TEXTO PARA REVISAR:
==========

Vuelva mañana

La salud es un lujo. Uno de los más costosos. Es una de las industrias más caras del mundo, con un tamaño de mercado abrumador y, además, con la demanda más inelástica que existe. Requiere alta tecnología, inversión, investigación. Es una de las más exitosas, y literalmente, la que más vidas salva al año.

Quisiera decir que en Colombia la salud no es un lujo, pero, desafortunadamente, cada vez parece más un bien extremadamente escaso. Una cita médica, un medicamento medianamente bueno, un doctor que te examine a conciencia y recete lo que necesitas —y no solo lo que se puede financiar— se han convertido en lujos que pocos pueden darse.

La salud en Colombia es un sector de filas, largas esperas, tutelas y batallas legales. Pero, sobre todo, es un sector de consecuencias. Es uno de los ámbitos donde más factura pasan las decisiones tomadas años atrás: sistemas colapsados por una población que envejece creyendo que siempre sería joven, cientos de enfermedades prevenibles que no se evitaron a tiempo, y generaciones enteras sin educación ni prevención adecuada, haciendo lo mejor posible con lo poco que saben y tienen.

Pareciera fácil tener un estilo de vida saludable y llegar a la vejez con bienestar. Pero la verdad es que nuestra cultura empuja en la dirección contraria. Es un país acostumbrado a comer «rico», aunque no necesariamente saludable. Arrastramos una mala educación nutricional, y solo cuando ya estamos enfermos empezamos a prestarle atención.

El presente no es mucho más consciente. Tal vez algunos sectores sociales lo sean, pero en gran parte del país, donde solo se come lo que hay, donde hay que escoger entre desayunar o cenar —o entre quién debe comer y quién no—, tomar decisiones como alimentarse bien, dormir lo suficiente, manejar el estrés, hacer ejercicio y cuidar de uno mismo, parece una broma de mal gusto.

¿Nutricionista? ¿Entrenador? ¿Pagar un gimnasio? ¿Correr con buenos tenis? ¿Practicar deporte con regularidad? Todo eso cuesta, y cuesta mucho. Las EPS no están ni cerca de ofrecer el mejor servicio, y muchas veces, ni siquiera están cerca de ofrecer algún servicio.

==========

DATOS EXTRAÍDOS:
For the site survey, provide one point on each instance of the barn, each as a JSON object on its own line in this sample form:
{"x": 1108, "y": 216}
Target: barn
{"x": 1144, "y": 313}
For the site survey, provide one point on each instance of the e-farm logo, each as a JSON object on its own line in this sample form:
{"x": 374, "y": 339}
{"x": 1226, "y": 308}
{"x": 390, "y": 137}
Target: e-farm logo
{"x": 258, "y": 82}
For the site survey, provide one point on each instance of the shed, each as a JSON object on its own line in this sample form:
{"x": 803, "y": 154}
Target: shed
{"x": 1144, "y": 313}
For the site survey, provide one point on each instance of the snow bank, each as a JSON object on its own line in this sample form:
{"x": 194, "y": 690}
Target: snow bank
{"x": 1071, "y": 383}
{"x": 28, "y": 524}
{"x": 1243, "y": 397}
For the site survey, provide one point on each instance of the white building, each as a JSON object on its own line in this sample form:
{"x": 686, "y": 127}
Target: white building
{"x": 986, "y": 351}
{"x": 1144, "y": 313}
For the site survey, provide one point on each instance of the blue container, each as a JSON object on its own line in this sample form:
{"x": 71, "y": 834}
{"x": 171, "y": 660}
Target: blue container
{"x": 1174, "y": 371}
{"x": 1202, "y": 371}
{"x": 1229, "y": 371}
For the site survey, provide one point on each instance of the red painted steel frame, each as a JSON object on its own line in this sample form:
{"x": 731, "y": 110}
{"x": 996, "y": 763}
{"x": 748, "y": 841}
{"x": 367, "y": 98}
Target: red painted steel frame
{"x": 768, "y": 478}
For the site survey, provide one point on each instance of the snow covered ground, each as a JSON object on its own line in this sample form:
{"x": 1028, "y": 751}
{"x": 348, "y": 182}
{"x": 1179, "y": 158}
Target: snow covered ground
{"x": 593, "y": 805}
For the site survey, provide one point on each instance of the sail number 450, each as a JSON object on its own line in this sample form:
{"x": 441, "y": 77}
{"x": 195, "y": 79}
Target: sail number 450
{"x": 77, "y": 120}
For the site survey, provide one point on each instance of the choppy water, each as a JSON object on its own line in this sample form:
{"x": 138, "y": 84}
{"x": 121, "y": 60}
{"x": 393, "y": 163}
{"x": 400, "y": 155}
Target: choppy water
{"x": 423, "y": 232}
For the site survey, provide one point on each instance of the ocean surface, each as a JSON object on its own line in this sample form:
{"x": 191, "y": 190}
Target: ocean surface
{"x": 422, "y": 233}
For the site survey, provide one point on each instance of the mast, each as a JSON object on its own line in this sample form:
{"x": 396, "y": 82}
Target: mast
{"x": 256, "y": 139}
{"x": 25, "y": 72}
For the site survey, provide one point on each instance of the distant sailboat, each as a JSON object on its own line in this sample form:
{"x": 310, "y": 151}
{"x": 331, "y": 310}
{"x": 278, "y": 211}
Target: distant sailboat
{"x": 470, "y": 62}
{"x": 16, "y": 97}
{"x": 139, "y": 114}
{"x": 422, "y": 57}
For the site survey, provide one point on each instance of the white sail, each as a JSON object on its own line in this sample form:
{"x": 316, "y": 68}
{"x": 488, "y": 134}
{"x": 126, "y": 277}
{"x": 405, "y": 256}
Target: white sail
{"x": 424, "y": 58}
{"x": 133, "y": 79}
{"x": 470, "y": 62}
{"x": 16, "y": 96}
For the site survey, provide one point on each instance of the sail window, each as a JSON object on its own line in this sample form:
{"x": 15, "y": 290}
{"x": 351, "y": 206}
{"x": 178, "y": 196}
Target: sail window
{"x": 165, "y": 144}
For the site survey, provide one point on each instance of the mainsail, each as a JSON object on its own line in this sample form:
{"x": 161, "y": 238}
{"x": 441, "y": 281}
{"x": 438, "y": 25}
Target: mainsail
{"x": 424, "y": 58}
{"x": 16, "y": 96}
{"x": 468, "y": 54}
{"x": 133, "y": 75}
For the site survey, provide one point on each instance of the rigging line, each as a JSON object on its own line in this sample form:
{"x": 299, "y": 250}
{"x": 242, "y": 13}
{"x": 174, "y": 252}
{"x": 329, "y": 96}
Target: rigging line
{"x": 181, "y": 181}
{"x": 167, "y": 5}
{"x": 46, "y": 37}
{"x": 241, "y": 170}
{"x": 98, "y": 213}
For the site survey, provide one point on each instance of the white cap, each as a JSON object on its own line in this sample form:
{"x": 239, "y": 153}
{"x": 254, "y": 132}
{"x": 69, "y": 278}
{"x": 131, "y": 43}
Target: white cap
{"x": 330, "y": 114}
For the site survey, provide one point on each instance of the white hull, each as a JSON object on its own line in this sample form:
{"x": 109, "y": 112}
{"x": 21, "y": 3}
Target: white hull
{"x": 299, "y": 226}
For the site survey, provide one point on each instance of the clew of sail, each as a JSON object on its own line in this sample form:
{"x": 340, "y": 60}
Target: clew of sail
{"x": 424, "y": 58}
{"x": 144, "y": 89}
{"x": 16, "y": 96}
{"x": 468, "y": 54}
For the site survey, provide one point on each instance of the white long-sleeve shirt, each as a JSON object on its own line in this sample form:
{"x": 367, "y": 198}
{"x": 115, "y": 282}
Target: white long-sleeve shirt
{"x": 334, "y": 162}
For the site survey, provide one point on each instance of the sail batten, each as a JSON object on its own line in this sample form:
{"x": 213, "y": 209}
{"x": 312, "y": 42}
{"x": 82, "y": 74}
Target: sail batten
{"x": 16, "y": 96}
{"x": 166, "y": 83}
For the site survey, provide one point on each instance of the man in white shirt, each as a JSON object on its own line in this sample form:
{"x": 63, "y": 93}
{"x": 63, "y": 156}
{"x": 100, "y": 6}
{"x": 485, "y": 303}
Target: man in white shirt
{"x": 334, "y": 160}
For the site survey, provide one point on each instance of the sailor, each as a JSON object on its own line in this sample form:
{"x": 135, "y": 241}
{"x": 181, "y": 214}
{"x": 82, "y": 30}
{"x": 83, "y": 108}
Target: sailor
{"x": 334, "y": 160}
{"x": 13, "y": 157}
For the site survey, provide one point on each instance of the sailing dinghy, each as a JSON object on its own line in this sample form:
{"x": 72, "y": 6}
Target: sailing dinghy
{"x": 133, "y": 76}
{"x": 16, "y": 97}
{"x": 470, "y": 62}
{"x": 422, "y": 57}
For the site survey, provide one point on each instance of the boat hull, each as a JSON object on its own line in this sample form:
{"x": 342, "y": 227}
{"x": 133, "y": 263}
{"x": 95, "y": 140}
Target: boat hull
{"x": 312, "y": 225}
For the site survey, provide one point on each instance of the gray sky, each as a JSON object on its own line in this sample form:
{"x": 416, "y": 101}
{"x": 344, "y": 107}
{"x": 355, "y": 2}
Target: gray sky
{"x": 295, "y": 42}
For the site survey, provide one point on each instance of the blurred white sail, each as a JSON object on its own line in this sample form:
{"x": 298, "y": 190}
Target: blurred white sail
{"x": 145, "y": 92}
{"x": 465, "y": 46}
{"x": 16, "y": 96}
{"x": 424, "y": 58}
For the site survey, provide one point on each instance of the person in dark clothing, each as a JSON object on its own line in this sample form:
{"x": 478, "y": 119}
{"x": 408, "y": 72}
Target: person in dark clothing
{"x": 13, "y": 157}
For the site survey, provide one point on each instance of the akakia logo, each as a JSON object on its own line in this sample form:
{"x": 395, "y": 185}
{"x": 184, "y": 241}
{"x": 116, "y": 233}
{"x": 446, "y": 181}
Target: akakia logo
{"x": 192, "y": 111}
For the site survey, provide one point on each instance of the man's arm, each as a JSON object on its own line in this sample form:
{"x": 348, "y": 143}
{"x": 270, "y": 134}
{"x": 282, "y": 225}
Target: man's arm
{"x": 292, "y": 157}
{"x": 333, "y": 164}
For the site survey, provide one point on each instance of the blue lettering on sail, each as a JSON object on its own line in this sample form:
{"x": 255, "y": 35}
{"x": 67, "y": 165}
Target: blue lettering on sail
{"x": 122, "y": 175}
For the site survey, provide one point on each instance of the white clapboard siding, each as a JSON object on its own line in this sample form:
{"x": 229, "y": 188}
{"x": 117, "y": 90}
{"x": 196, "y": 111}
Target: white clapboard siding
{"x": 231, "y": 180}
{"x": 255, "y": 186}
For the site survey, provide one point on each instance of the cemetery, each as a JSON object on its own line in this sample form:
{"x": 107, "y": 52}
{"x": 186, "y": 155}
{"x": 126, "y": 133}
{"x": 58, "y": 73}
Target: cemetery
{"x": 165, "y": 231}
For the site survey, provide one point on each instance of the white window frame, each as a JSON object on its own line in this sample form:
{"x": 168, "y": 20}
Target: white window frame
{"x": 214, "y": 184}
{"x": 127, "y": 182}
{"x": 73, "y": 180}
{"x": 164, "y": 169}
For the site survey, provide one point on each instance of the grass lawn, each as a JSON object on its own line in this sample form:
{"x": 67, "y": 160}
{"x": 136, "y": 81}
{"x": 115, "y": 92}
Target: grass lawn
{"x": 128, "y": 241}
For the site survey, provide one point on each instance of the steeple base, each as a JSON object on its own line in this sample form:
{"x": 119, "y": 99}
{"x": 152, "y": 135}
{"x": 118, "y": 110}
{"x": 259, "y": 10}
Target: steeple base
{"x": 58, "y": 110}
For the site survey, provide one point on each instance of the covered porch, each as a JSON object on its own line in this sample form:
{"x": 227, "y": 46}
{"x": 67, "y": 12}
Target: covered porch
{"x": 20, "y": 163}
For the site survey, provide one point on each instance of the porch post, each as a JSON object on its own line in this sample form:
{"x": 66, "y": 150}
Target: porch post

==========

COMPLETA LO SIGUIENTE:
1. Repite palabra por palabra el fragmento del texto sobre la salud en Colombia que empieza con «El presente no» y sigue hasta «de mal gusto.».
2. Según el texto sobre la salud en Colombia, ¿por qué la salud es un sector de consecuencias? Explícalo en una a tres oraciones.

LISTA DE RESPUESTAS:
1.
El presente no es mucho más consciente. Tal vez algunos sectores sociales lo sean, pero en gran parte del país, donde solo se come lo que hay, donde hay que escoger entre desayunar o cenar —o entre quién debe comer y quién no—, tomar decisiones como alimentarse bien, dormir lo suficiente, manejar el estrés, hacer ejercicio y cuidar de uno mismo, parece una broma de mal gusto.

2. Porque es uno de los ámbitos donde más les pasan factura las decisiones tomadas años atrás. Eso se ve en sistemas colapsados por una población que envejece creyendo que siempre sería joven y en cientos de enfermedades prevenibles que no se evitaron a tiempo. También se ve en generaciones enteras sin educación ni prevención adecuada.